Return each line of the items below that contains the word "wall", copied in full.
>> Start DATA SECTION
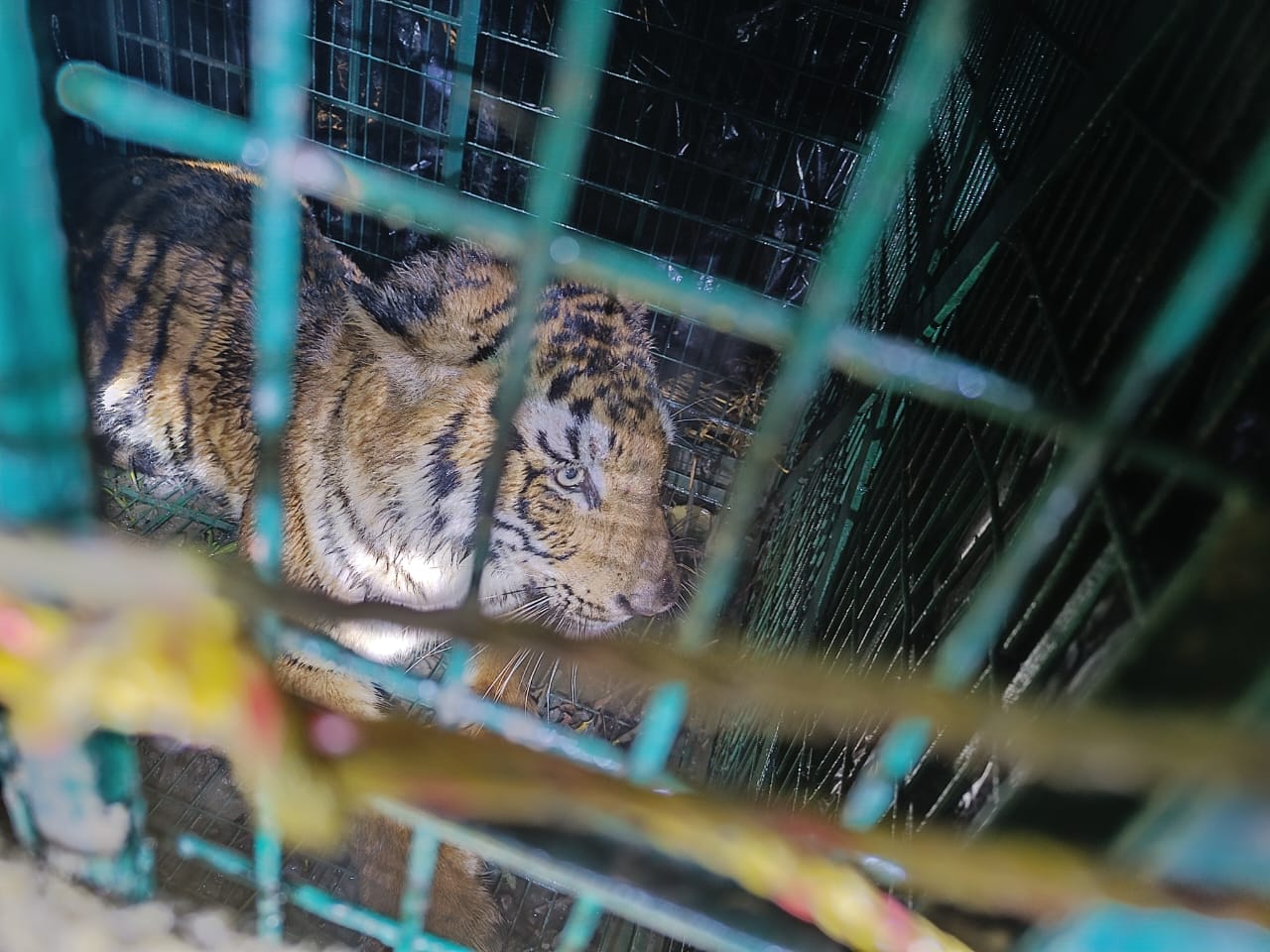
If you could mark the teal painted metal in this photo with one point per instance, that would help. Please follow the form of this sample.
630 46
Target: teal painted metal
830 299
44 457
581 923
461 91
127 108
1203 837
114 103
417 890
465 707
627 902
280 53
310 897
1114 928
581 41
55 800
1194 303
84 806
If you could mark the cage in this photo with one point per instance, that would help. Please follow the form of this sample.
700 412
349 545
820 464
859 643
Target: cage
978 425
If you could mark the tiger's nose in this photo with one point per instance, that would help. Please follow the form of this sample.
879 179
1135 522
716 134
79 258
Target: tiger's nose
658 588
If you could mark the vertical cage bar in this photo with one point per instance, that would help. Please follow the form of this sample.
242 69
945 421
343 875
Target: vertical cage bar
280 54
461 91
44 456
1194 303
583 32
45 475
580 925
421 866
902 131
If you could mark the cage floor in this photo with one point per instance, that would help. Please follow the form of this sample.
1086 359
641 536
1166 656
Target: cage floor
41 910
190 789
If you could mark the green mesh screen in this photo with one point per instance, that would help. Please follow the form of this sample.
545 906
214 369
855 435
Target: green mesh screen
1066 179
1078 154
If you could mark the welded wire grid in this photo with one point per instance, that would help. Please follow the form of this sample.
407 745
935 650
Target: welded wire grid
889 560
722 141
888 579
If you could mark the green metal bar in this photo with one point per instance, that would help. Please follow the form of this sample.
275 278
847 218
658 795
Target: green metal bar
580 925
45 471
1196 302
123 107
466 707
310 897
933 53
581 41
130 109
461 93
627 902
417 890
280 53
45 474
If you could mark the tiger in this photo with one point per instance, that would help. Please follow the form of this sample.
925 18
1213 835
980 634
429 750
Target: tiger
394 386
>> End DATA SECTION
>> Start DATA SECTION
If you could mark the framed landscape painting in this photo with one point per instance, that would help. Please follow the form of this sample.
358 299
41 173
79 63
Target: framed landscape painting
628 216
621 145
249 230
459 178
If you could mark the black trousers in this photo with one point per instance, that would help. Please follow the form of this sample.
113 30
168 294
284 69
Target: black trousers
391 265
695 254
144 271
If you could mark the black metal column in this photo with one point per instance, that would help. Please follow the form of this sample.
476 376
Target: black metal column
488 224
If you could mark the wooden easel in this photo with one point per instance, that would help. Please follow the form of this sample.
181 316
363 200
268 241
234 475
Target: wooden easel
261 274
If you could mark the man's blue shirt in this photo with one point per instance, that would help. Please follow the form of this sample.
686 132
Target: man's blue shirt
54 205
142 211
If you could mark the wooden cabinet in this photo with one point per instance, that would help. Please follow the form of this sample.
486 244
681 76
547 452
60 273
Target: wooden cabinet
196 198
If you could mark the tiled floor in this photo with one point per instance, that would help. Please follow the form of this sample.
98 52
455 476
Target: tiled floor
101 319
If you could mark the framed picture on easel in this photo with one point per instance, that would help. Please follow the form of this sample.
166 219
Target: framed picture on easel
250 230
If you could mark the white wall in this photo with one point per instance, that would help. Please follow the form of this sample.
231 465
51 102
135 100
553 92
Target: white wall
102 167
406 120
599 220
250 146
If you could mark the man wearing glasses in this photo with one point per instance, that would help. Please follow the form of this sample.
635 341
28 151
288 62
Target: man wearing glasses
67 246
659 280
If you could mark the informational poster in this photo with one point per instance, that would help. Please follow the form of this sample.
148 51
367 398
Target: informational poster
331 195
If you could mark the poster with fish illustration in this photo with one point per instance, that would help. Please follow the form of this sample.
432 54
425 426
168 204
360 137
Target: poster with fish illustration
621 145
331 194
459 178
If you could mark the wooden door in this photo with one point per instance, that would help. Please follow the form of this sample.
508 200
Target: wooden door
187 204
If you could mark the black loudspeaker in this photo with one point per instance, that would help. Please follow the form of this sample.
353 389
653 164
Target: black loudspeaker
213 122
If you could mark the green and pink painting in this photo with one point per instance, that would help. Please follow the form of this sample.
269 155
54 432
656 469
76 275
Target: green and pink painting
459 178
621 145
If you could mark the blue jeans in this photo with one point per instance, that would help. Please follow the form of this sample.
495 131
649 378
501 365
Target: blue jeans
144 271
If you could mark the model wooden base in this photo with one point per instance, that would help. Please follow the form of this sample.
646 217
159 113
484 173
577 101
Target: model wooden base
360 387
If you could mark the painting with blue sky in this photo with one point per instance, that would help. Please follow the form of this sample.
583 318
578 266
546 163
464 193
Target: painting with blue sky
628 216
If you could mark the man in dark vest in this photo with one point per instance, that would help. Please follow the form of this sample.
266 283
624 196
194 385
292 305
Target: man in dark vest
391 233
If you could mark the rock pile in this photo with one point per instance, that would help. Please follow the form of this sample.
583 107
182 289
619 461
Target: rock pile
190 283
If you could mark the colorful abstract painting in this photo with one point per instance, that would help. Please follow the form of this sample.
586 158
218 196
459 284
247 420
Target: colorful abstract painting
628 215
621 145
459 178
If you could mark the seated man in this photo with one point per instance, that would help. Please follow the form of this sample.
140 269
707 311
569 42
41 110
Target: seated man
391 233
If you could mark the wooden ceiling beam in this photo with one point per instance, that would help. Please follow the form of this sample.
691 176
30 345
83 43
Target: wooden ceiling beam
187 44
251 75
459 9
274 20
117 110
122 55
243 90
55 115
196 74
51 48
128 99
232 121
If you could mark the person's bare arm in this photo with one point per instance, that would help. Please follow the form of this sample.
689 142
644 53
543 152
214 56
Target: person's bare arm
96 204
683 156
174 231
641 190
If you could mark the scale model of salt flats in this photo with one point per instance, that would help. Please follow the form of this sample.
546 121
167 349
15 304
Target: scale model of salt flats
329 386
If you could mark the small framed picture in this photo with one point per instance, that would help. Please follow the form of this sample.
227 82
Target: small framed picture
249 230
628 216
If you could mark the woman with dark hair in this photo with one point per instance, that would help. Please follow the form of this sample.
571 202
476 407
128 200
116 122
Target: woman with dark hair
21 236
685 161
>> End DATA SECTION
** SOLVED PROBLEM **
If you could mark the white wall in this photo with one point per instance, that would help. Please follow the form of this sample.
Target: white wall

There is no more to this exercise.